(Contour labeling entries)
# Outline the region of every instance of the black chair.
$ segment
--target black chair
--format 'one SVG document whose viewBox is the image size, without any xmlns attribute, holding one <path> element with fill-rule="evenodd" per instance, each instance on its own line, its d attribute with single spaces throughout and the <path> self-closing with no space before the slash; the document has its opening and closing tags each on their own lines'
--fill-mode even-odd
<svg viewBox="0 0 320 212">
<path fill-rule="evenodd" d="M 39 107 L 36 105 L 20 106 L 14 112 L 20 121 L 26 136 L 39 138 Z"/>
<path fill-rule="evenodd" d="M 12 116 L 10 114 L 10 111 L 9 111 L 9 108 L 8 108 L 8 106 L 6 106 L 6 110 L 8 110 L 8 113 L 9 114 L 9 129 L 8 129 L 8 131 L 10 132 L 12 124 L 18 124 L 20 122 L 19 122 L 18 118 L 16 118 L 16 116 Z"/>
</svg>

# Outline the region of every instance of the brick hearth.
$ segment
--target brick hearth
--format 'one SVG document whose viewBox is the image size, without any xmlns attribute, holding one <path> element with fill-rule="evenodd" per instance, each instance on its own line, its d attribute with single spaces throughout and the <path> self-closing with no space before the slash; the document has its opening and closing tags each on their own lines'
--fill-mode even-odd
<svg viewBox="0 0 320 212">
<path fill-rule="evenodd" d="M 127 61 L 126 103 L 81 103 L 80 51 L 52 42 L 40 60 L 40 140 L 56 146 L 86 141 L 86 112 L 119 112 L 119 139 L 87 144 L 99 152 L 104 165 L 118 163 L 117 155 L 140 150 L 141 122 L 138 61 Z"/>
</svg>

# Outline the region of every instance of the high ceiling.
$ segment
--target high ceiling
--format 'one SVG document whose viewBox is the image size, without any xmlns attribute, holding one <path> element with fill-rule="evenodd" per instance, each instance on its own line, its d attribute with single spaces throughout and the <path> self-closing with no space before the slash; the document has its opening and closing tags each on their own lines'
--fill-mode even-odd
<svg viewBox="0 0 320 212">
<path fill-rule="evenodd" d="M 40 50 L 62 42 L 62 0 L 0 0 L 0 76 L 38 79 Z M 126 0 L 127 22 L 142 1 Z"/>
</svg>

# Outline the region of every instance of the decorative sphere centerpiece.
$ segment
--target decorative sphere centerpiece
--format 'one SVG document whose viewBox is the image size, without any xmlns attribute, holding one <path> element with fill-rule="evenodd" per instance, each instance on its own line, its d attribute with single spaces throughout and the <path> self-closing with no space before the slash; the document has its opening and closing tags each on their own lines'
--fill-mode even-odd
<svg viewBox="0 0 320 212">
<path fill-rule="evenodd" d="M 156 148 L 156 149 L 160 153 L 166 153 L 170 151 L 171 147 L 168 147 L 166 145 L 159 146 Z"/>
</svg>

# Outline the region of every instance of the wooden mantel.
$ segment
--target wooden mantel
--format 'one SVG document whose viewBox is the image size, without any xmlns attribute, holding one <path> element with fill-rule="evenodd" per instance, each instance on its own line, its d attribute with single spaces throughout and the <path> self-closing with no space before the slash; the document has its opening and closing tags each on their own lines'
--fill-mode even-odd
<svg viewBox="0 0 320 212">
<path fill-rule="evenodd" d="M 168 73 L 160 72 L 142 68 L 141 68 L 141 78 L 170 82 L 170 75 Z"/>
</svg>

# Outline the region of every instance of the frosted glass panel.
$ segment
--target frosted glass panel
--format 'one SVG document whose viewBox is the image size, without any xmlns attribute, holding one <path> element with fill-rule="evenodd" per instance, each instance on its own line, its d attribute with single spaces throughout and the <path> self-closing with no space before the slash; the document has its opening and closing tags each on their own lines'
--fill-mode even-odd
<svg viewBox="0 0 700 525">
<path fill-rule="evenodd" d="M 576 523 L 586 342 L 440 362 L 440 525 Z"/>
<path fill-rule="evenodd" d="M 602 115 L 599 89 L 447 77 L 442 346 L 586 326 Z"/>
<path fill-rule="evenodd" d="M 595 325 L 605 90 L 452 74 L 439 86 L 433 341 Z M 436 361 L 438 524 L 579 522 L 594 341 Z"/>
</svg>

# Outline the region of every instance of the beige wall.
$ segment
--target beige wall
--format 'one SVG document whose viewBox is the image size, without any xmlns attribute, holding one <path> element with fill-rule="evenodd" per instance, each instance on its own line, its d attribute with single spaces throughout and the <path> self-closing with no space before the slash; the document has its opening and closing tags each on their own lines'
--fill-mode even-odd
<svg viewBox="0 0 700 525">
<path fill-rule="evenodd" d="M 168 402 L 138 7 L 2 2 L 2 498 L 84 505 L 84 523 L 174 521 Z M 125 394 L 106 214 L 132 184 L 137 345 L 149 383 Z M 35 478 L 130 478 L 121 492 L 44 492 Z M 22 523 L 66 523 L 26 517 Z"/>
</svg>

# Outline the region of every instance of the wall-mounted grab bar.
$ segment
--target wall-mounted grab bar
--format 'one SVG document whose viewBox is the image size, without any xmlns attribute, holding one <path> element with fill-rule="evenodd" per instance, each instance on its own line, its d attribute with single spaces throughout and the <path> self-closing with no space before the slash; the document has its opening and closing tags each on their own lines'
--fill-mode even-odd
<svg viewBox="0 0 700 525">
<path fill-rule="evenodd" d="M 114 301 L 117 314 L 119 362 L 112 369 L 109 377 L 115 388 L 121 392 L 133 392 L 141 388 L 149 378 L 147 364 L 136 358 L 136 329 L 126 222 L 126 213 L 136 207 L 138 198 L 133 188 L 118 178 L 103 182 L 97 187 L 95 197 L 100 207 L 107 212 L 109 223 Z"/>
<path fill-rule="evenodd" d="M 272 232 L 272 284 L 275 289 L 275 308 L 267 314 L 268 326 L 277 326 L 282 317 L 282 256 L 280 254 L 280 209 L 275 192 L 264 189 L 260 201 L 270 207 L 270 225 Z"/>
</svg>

=== Aim of the exercise ===
Arrange the entries above as a two-column CSV with the header input,output and one row per entry. Put each entry's text and its answer in one quoted field each, with line breaks replaced by spaces.

=== Solution for this problem ===
input,output
"# Outline the region of every instance of the black chair. $ segment --target black chair --format 'one SVG document whose viewBox is the image size, without any xmlns attribute, holding one <path> element with fill-rule=""evenodd"" per instance, each instance on its own line, its d attribute with single spaces throughout and the <path> self-closing with no space before the slash; the document has its opening and closing tags each on their own lines' --fill-mode even-odd","<svg viewBox=""0 0 320 212""> <path fill-rule=""evenodd"" d=""M 39 107 L 36 105 L 20 106 L 14 112 L 20 121 L 26 136 L 39 138 Z""/> <path fill-rule=""evenodd"" d=""M 12 116 L 10 114 L 10 111 L 9 111 L 9 108 L 8 108 L 8 106 L 6 106 L 6 110 L 8 110 L 8 113 L 9 114 L 9 129 L 8 129 L 8 131 L 10 132 L 12 124 L 18 124 L 20 122 L 19 122 L 18 118 L 16 118 L 16 116 Z""/> </svg>"
"# Outline the region of every instance of the brick hearth. $ segment --target brick hearth --format 'one SVG document whose viewBox is the image size, without any xmlns attribute, holding one <path> element with fill-rule=""evenodd"" per instance, each instance on its own line, its d attribute with single spaces throughout and the <path> self-closing with no space before the slash; the document has its opening and closing tags each on their own lines' --fill-mode even-odd","<svg viewBox=""0 0 320 212""> <path fill-rule=""evenodd"" d=""M 127 61 L 126 103 L 81 103 L 80 51 L 52 42 L 40 60 L 40 140 L 56 146 L 86 141 L 86 112 L 119 112 L 119 139 L 87 144 L 99 152 L 104 165 L 118 163 L 117 155 L 140 150 L 141 122 L 138 61 Z""/> </svg>"
"# Outline the region of every instance of the high ceiling. $ segment --target high ceiling --format 'one SVG document whose viewBox is the image size, without any xmlns attribute, holding one <path> element with fill-rule=""evenodd"" per instance, each instance on its own line, its d attribute with single spaces throughout and the <path> self-closing with no space before the slash; the document has its opening and closing tags each on their own lines' --fill-mode even-odd","<svg viewBox=""0 0 320 212""> <path fill-rule=""evenodd"" d=""M 40 50 L 62 42 L 62 0 L 0 0 L 0 76 L 38 79 Z M 126 0 L 127 22 L 142 1 Z""/> </svg>"
"# Outline the region of every instance of the decorative sphere centerpiece. $ segment --target decorative sphere centerpiece --format 'one SVG document whose viewBox is the image size, without any xmlns attribute, holding one <path> element with fill-rule=""evenodd"" per instance, each instance on its own line, its d attribute with single spaces throughout and the <path> self-closing with no space before the slash; the document has its opening and closing tags each on their own lines' --fill-mode even-odd","<svg viewBox=""0 0 320 212""> <path fill-rule=""evenodd"" d=""M 156 148 L 156 149 L 160 153 L 166 153 L 170 151 L 171 147 L 168 147 L 166 145 L 159 146 Z""/> </svg>"
"# Outline the region of every instance of the wooden mantel. $ segment --target wooden mantel --format 'one SVG document whose viewBox is the image size, without any xmlns attribute, holding one <path> element with fill-rule=""evenodd"" per instance, each instance on its own line, its d attribute with single spaces throughout and the <path> self-closing with no space before the slash; the document has its opening and closing tags each on their own lines' --fill-mode even-odd","<svg viewBox=""0 0 320 212""> <path fill-rule=""evenodd"" d=""M 168 73 L 160 72 L 142 68 L 141 68 L 141 78 L 170 82 L 170 75 Z""/> </svg>"
"# Outline the region of every instance of the frosted glass panel. $ segment --target frosted glass panel --format 'one SVG document whose viewBox is the image size, without any xmlns attribute, holding one <path> element with fill-rule=""evenodd"" per instance, each instance on its own line, its d attribute with single spaces throughout and the <path> self-closing with no space before the slash; the document has its opening and closing tags each on their own lines' --fill-mode even-odd","<svg viewBox=""0 0 700 525""> <path fill-rule=""evenodd"" d=""M 576 523 L 586 342 L 440 362 L 440 525 Z""/> <path fill-rule=""evenodd"" d=""M 602 115 L 599 89 L 447 77 L 442 346 L 586 326 Z""/> <path fill-rule=""evenodd"" d=""M 595 325 L 605 90 L 452 74 L 439 86 L 433 341 Z M 436 361 L 438 524 L 579 522 L 594 341 Z""/> </svg>"
"# Outline the region of every instance of the beige wall. $ segment --target beige wall --format 'one SVG document whose viewBox is the image size, without any xmlns attribute, holding one <path> element with fill-rule=""evenodd"" per instance, each instance on its own line, its d attribute with single spaces throughout and the <path> self-closing with no space before the slash; the document has its opening and closing tags each on their own lines' --fill-mode even-odd","<svg viewBox=""0 0 700 525""> <path fill-rule=""evenodd"" d=""M 168 402 L 138 7 L 2 2 L 2 498 L 84 505 L 84 523 L 174 521 Z M 125 394 L 106 214 L 132 184 L 137 345 L 149 383 Z M 35 478 L 130 478 L 121 492 L 44 492 Z M 22 523 L 66 523 L 26 517 Z""/> </svg>"
"# Outline the region of every instance of the wall-mounted grab bar. $ segment --target wall-mounted grab bar --format 'one SVG document whose viewBox is the image size, without any xmlns attribute, holding one <path> element with fill-rule=""evenodd"" per instance, each instance on its own line, its d attribute with single spaces throughout and the <path> self-closing with no space before the slash; the document has its opening and closing tags each on their own lines' --fill-mode even-odd","<svg viewBox=""0 0 700 525""> <path fill-rule=""evenodd"" d=""M 114 301 L 117 314 L 119 362 L 112 369 L 109 377 L 115 388 L 121 392 L 133 392 L 141 388 L 149 378 L 147 364 L 136 358 L 136 329 L 126 222 L 126 213 L 136 207 L 138 198 L 133 188 L 118 178 L 103 182 L 97 187 L 95 197 L 100 207 L 107 212 L 109 223 Z""/> <path fill-rule=""evenodd"" d=""M 272 232 L 272 284 L 275 289 L 275 308 L 267 314 L 268 326 L 277 326 L 282 317 L 282 256 L 280 254 L 280 209 L 275 192 L 264 189 L 260 201 L 270 207 L 270 225 Z""/> </svg>"